Reproduce word for word the stretch of the essay on online advertising that begins at the words "Recently, the FTC" and ends after the words "opinion, not advertising.".

(READING TEXT):
%%
Essay on Economy Online Advertising Good or Bad Assignment

Online advertising tends to be more informative than other types of media. Quick demonstration videos, genuine articles about the product's statistically demonstrated benefits, and case studies are more easily digested online than in a magazine or television advertisement. Online advertising draws upon all of the senses of the consumer, and all of the consumer's emotional and intellectual capabilities. It allows the consumer to be more critical but also makes for a more captive audience, because of its targeted nature.

Opening statement by the opposition

Recently, the FTC was forced to take action, requiring Internet bloggers to make a full disclosure if they had accepted free promotional products from companies which they 'reviewed' objectively on their sites (Allard 2009). Many bloggers have loyal followings of readers who trust their input and opinions. But because of the Wild West, unregulated world of the Internet's ethics, it was still considered acceptable for a blogger to receive free products from a company and post positive spin as an opinion, not advertising.

Much of the online environment is still unregulated, and thus is an ethical minefield for the consumer and companies that advertise online. Many online informational sites are actually partisan, rather than objective, which can cause the consumer to trust such information as unbiased in an uncritical fashion. At least advertising on television is clearly bracketed as such. And even from the company's perspective, the online format can be problematic. Companies suffer the opposite problem: disgruntled reviewers might write unfairly negative reviews of a product, and post them online. The popular review site Yelp has caused many restaurant owners to complain, given that one bad review posted by a reviewer desiring to make a name for him or herself as the next Frank Bruni can ruin the reputation of an otherwise good establishment. Also, because there is so much 'noise' online, standing out in an appealing way is difficult for an organization.
%%
[Segmentation mask data]
%%
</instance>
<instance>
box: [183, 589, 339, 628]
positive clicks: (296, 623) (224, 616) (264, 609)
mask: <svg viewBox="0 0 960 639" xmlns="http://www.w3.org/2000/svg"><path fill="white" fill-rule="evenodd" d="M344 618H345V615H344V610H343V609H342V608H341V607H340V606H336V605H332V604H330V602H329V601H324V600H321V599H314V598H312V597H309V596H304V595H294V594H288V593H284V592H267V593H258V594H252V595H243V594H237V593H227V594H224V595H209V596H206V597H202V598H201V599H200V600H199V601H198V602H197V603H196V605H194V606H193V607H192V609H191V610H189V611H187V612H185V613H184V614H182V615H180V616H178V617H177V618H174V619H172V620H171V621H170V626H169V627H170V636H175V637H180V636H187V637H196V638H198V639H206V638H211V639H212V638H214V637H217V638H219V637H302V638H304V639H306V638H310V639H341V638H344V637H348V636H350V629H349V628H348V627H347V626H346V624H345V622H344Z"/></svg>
%%
(RESULT BELOW):
Recently, the FTC was forced to take action, requiring Internet bloggers to make a full disclosure if they had accepted free promotional products from companies which they 'reviewed' objectively on their sites (Allard 2009). Many bloggers have loyal followings of readers who trust their input and opinions. But because of the Wild West, unregulated world of the Internet's ethics, it was still considered acceptable for a blogger to receive free products from a company and post positive spin as an opinion, not advertising.